What you have to do: All of the entries are to be written out again verbatim.
Segment Start: Data extract
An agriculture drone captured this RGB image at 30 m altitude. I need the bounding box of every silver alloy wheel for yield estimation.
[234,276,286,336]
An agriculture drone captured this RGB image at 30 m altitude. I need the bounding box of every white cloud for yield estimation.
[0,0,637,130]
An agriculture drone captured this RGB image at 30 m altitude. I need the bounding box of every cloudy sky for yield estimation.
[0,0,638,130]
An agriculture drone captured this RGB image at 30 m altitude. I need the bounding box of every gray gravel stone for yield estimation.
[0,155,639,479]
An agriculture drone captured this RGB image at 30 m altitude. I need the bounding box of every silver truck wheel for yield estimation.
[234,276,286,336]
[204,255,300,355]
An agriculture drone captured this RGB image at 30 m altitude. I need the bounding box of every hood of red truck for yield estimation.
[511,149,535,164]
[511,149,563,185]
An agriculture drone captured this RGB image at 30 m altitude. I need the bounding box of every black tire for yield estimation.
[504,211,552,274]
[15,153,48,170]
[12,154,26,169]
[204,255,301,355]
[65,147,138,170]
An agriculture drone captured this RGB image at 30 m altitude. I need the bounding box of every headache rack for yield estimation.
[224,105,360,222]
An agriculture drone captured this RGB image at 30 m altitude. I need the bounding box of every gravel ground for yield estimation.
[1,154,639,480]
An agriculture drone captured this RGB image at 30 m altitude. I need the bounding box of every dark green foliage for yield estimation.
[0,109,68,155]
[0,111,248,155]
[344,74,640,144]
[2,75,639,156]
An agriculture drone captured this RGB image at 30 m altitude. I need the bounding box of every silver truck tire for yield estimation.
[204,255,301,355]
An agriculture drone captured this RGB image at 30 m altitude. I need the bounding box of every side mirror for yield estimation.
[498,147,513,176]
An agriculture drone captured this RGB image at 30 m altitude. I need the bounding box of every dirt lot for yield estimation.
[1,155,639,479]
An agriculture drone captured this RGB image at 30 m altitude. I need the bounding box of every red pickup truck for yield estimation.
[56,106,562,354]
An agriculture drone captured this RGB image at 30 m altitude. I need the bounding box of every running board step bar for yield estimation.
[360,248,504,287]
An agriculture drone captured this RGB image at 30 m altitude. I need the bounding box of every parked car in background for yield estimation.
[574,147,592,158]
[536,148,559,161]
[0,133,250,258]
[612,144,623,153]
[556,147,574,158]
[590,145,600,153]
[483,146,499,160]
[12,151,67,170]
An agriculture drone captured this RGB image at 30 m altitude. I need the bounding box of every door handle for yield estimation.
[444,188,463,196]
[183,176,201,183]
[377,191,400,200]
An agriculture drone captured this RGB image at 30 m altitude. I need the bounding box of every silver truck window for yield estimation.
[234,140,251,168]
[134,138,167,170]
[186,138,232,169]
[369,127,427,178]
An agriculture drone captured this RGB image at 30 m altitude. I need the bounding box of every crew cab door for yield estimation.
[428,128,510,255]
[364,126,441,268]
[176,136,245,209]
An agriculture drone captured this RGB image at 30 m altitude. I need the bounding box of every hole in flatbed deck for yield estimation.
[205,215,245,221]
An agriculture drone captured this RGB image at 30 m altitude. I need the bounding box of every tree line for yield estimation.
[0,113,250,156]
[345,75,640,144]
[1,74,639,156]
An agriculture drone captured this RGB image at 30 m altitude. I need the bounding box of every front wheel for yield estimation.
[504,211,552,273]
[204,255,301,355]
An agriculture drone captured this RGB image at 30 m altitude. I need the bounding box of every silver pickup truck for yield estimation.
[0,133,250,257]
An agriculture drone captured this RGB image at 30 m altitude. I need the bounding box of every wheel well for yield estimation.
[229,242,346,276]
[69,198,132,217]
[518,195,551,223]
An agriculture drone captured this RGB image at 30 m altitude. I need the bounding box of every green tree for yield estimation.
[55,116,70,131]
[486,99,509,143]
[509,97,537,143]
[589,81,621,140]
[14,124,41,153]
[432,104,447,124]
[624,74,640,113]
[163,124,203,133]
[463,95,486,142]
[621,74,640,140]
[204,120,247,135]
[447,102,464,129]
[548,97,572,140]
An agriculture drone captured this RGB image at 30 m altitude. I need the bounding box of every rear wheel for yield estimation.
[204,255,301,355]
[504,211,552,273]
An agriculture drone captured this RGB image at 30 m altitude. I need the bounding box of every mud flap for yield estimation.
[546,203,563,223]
Segment End: Data extract
Worked solution:
An agriculture drone captured this RGB image at 30 m altitude. I need the bounding box of every silver alloy wheel for yield estimation.
[234,276,286,336]
An agriculture drone captured this RGB image at 30 m altitude. I need the bounding box of every white cloud for yield estimation.
[0,0,637,130]
An agriculture drone captured this RGB image at 30 m altitude. I need the bounding box of every cloudy sky for yield estimation.
[0,0,638,130]
An agriculture drone captured this RGB image at 30 m altitude. I need the bounding box of every gray gravel stone for yield estimation.
[0,155,639,479]
An agriculture drone captured this RGB image at 30 m altitude. I need the bounding box of every silver truck wheel for yield estimation.
[234,276,286,336]
[204,255,300,355]
An agriculture drone captured this RGB image at 30 m altitude. I need the bounding box of every hood of red truck for yield estimation.
[511,149,535,164]
[511,149,563,185]
An agriculture drone captured this RGB image at 30 m altitude. I need the bounding box of every black tire for yield estimation.
[504,211,552,274]
[15,153,48,170]
[12,154,26,169]
[204,255,301,355]
[65,147,138,170]
An agriculture drone captured this RGB image at 30 m altitude. I need the bounding box of every headache rack for yield estimation.
[224,105,360,222]
An agriculture drone captured this RGB image at 30 m altitude. I need the bounding box of every gravel ground for yield estimation.
[1,154,639,480]
An agriculture drone captured this RGB image at 30 m altitude. I need the bounding box of every dark green foliage for yield estimation.
[0,109,68,155]
[0,111,248,155]
[344,74,640,144]
[2,75,639,156]
An agriculture drone captured this RGB image at 30 m altitude. I need the bounding box of every silver truck tire for yield estimation.
[204,255,301,355]
An agriculture drone captured this RGB image at 30 m altitude. I need the bounding box of every side mirror for yield estimation.
[498,147,513,176]
An agriculture drone captured this RGB image at 30 m altitude. I need the bounding box of every dirt lot for yield estimation.
[1,155,639,479]
An agriculture drone captured this RGB image at 30 m altitude. I need the bounding box of every red pickup truck for yield estimation.
[56,106,562,354]
An agriculture drone captured this RGB image at 30 m altitude. I need the bounding box of every running board step bar for yield estimation.
[360,248,504,287]
An agriculture drone captured this RGB image at 30 m altitude. I need the bounding box of every parked car in background for yield estimation.
[574,147,592,158]
[536,148,559,161]
[0,133,250,258]
[612,144,623,153]
[556,147,574,158]
[590,145,600,153]
[483,146,499,160]
[12,151,67,170]
An agriculture drone captured this RGB image at 30 m altitude. I need the bounding box of every door handle for yield estimation.
[444,188,463,196]
[183,176,201,183]
[377,191,400,200]
An agriculture drone captured this RGB image at 30 m altitude. I need the bounding box of every silver truck window for yield estimation.
[234,140,251,168]
[134,138,167,170]
[186,138,232,169]
[369,127,427,178]
An agriculture drone captured this RGB image at 30 m altitude. I need the bounding box of every crew cab door for yield estimation.
[428,128,510,255]
[364,126,441,268]
[176,136,245,209]
An agriculture drone captured this RGB image at 30 m altitude. I need the bounding box of every hole in flatbed deck for yield estimation.
[205,215,245,221]
An agriculture drone captured this RGB image at 30 m altitude. I need the bounding box of every tree line for yield estimation.
[0,113,250,156]
[345,75,640,144]
[1,74,639,156]
An agriculture drone captured this RGB image at 30 m altitude. I need the bounding box of every front wheel for yield estimation.
[504,211,552,273]
[204,255,301,355]
An agriculture drone captured this RGB image at 30 m altitude. I need the bounding box of every silver pickup truck for yield estimation.
[0,133,250,257]
An agriculture drone captured this RGB image at 30 m altitude. I need the bounding box of every wheel well for yield estimation.
[229,242,346,276]
[69,198,132,217]
[518,195,551,223]
An agriculture drone captured this RGB image at 30 m altitude. I need the bounding box of every green tree for yield estimation.
[55,116,70,131]
[486,99,509,143]
[509,97,537,143]
[589,81,621,140]
[14,124,41,153]
[432,104,447,124]
[624,74,640,113]
[163,124,203,133]
[463,95,486,142]
[621,74,640,140]
[204,120,247,135]
[447,102,464,129]
[548,97,572,140]
An agriculture drone captured this RGB image at 30 m altitude. I need the bounding box of every rear wheel for yield estimation.
[204,255,301,355]
[504,211,552,273]
An agriculture drone captured this RGB image at 30 m altitude. I need the bounding box of every mud flap for yield estimation.
[546,203,563,223]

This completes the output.